* _Listed records_

☆ ☆ ☆ ☆ ☆

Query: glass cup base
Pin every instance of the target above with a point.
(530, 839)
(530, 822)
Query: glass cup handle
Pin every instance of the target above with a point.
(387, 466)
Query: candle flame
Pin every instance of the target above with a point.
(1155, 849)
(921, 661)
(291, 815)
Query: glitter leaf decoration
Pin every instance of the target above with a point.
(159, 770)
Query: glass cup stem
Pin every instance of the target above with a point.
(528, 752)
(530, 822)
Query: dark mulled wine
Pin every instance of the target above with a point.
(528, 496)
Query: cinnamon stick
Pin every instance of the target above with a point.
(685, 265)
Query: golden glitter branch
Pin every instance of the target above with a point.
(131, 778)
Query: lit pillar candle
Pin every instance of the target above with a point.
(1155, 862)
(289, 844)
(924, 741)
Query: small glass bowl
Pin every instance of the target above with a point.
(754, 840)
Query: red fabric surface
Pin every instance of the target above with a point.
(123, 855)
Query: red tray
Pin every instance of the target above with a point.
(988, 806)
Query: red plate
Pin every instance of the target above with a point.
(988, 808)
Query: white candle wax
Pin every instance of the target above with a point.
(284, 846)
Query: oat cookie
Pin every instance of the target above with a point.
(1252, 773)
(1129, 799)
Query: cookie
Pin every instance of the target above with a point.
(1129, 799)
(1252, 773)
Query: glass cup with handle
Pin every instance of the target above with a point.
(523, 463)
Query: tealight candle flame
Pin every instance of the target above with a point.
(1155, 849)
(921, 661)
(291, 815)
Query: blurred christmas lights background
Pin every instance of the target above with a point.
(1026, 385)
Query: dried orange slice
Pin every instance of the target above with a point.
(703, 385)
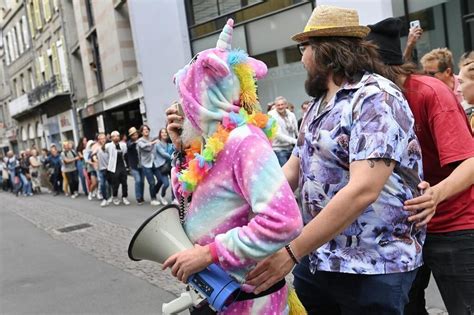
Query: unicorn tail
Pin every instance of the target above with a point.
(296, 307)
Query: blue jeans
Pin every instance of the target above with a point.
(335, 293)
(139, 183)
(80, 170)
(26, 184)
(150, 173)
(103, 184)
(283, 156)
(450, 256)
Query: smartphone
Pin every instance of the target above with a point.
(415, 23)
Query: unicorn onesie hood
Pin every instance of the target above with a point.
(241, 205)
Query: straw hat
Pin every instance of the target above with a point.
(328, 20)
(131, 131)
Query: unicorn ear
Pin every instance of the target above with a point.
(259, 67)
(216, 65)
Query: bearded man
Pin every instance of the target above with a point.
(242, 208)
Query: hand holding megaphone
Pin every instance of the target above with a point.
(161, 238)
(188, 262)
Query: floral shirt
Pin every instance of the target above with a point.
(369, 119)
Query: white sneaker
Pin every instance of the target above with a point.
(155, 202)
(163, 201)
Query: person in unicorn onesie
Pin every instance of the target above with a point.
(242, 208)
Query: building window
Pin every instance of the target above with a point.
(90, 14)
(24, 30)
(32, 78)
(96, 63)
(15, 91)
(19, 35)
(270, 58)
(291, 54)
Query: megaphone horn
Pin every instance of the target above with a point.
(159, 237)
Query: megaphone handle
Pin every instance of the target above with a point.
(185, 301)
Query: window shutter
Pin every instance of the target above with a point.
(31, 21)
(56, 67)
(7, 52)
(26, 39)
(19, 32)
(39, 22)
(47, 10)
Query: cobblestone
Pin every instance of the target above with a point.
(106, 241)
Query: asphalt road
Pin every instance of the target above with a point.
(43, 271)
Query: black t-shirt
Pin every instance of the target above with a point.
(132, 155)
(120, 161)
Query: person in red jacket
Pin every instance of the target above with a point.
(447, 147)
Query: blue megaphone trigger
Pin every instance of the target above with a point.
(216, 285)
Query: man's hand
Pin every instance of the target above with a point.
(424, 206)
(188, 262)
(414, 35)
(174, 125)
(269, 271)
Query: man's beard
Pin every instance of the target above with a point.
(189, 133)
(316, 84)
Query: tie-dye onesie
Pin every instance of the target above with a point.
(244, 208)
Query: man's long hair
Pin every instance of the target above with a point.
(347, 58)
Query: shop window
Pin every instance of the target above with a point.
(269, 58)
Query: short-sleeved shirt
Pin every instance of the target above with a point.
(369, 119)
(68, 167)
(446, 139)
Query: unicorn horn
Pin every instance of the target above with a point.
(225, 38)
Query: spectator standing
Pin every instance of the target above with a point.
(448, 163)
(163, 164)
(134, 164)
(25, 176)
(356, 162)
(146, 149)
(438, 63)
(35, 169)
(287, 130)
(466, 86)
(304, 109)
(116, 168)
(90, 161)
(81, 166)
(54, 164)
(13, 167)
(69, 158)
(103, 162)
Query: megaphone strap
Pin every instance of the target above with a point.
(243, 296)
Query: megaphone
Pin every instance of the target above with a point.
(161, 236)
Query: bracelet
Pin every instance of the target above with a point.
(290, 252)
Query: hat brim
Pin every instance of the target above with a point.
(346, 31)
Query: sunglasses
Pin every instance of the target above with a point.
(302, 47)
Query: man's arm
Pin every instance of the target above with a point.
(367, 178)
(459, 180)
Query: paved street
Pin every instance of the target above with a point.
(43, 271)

☆ ☆ ☆ ☆ ☆

* _Exercise directions_
Exactly repeat the lines from the line that contains "Query: megaphone strap" to the end of the entries, both included, and leave out all other lines.

* _Response to this task_
Query: megaphone strap
Pin every instance of the target above with a point.
(243, 296)
Query: megaphone
Pin every instance of the target above with a point.
(161, 236)
Query: bracelet
Pin every instance of the target above with a point.
(290, 252)
Query: hat brim
Pin every instance of the target above with a point.
(346, 31)
Query: sunglasses
Pin every instance of the target above with a point.
(302, 47)
Query: man's arm
Pin every instance of the target above with a point.
(367, 178)
(459, 180)
Query: paved street
Pin every instance of the target above with a point.
(43, 271)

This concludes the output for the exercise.